Go to the line holding "Where can you see the christmas" in the entries below and write out exactly every line down to and including the line holding "Where can you see the horse neck?".

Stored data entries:

================

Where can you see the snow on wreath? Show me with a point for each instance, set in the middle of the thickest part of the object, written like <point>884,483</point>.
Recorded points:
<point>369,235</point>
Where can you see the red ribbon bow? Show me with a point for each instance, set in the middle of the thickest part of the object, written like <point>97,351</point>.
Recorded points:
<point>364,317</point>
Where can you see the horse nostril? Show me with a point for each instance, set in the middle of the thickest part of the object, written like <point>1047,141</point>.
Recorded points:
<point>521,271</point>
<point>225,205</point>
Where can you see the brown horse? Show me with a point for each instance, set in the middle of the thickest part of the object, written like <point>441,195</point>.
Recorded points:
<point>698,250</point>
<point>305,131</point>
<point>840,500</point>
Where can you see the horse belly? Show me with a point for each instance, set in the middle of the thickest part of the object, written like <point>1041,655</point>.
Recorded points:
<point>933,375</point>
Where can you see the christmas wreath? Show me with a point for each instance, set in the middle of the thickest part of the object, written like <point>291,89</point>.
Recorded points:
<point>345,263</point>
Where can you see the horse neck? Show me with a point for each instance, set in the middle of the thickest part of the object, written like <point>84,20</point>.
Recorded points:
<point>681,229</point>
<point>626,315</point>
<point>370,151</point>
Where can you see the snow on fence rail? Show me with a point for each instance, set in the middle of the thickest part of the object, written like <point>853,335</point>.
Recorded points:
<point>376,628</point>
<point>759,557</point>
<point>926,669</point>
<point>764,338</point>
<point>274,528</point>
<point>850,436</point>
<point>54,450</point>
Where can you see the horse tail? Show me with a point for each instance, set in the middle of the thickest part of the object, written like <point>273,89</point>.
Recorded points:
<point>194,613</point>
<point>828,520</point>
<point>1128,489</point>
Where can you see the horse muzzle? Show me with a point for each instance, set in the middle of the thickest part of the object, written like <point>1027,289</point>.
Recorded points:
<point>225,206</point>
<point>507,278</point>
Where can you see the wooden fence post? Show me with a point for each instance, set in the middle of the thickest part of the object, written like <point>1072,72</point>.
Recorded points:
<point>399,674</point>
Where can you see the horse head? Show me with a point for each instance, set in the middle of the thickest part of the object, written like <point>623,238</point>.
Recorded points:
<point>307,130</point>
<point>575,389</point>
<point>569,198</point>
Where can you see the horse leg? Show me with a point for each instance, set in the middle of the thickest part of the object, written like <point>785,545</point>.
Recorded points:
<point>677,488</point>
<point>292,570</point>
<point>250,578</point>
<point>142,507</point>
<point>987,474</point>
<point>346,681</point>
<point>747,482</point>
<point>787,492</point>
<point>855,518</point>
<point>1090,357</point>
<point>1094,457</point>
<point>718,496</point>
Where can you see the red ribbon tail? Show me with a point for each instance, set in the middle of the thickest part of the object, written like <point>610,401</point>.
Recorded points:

================

> Solution below
Where can you see the christmas wreath? Show me with a point for each instance, set in the middle of the thickest part of the object, written like <point>291,89</point>.
Recorded points:
<point>345,263</point>
Where can you see the horse neck? Show me with a point for each instance, set in the middle of the thickest part of the object, written like <point>84,20</point>.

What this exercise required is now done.